[Aim of the task]:
Find the lines below in which the string "query" occurs. Copy each one.

=====

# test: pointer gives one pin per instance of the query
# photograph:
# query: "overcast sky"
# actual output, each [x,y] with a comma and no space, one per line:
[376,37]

=====

[Written response]:
# test: pointer gives one pin per instance of the query
# query: "overcast sky"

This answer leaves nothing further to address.